### ACTIVITY:
Could you set down every entry below exactly as it is?

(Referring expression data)
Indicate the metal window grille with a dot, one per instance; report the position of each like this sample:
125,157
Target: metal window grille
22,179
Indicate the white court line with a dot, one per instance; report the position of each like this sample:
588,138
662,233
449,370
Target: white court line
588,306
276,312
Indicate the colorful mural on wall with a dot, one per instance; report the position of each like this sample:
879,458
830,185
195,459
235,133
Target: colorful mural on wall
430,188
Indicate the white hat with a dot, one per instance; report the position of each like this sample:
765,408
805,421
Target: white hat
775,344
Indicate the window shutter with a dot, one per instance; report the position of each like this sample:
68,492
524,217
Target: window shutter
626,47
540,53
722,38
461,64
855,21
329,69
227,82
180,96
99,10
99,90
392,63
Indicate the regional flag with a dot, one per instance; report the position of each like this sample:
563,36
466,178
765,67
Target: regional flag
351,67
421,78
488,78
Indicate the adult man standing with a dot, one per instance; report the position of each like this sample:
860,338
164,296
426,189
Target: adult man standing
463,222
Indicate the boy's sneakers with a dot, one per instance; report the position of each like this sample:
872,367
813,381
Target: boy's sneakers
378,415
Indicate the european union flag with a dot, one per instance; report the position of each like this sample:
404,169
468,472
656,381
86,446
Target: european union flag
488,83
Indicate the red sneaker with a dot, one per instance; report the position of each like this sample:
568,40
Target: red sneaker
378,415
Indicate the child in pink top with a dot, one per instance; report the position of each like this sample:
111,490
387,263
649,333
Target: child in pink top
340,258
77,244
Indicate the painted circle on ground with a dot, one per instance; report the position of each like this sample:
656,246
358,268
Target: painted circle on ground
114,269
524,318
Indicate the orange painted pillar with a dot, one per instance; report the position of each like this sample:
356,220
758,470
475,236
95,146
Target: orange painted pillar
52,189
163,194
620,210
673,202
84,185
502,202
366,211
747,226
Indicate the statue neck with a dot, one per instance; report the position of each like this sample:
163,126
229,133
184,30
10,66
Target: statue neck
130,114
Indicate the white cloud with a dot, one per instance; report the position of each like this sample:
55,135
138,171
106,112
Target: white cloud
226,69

### SOLUTION:
Indicate the metal window grille with a dot, one per instance; report the position of each like this sample:
125,157
Target: metal window grille
22,179
Indicate the white court line with a dot, one per instance; report the position of each like this sample:
588,138
662,233
449,370
Target: white court line
588,306
276,312
Indicate the colorful mural on wall with a dot, one per instance; report the position of each like this sample:
879,458
830,185
195,459
235,133
Target: colorful mural on wall
430,188
Indicate the white hat with a dot, one per instance; report the position of each like this sample:
765,408
805,421
Target: white hat
775,344
Indicate the window shutter with a dot, one per instance; report the position of each like this sample:
68,492
524,217
Target: window shutter
626,47
540,53
722,38
461,64
855,21
329,69
227,82
180,96
99,10
99,90
392,63
Indicate the regional flag with a dot, one per instance; report the position of each like this sample:
563,36
466,178
765,67
Target: regional flag
351,67
421,78
488,78
Indicate the adult man standing with a dot, one per instance; report the position of each like this sample:
860,338
164,296
426,189
Target: adult man standing
463,222
Indicate the boy's sneakers with a dot, one per instance; report the position of each like this sample:
872,367
813,381
Target: boy's sneakers
378,415
Indicate the european union flag with a dot, one per instance; report the position of each like this sample:
404,169
468,472
656,381
86,446
Target: european union flag
488,83
Indicate the red sneaker with a dot, one per instance; report the position of each like this sample:
568,40
Target: red sneaker
378,415
Indicate the child in pink top with a dot, one per instance; report the position of each like this sample:
111,490
387,263
649,333
Target: child in pink top
340,258
77,244
Indicate the painted circle on ground with a dot, one per instance; report the position of each like this sample:
656,246
358,268
Target: painted circle on ground
114,269
524,318
Indicate the orange painted pillar with a dot, one per instance; report the position of each like this sample:
356,220
758,470
475,236
95,146
Target: orange painted pillar
52,189
163,194
620,210
673,202
84,185
502,202
366,211
747,226
Indicate the statue neck with a dot, one per instance; report the position of each like this sample:
163,126
229,133
184,30
10,66
Target: statue neck
130,114
Indicate the white cloud with a dot, one per instance; report the position of each like this sample:
55,135
138,171
106,112
Target: white cloud
226,69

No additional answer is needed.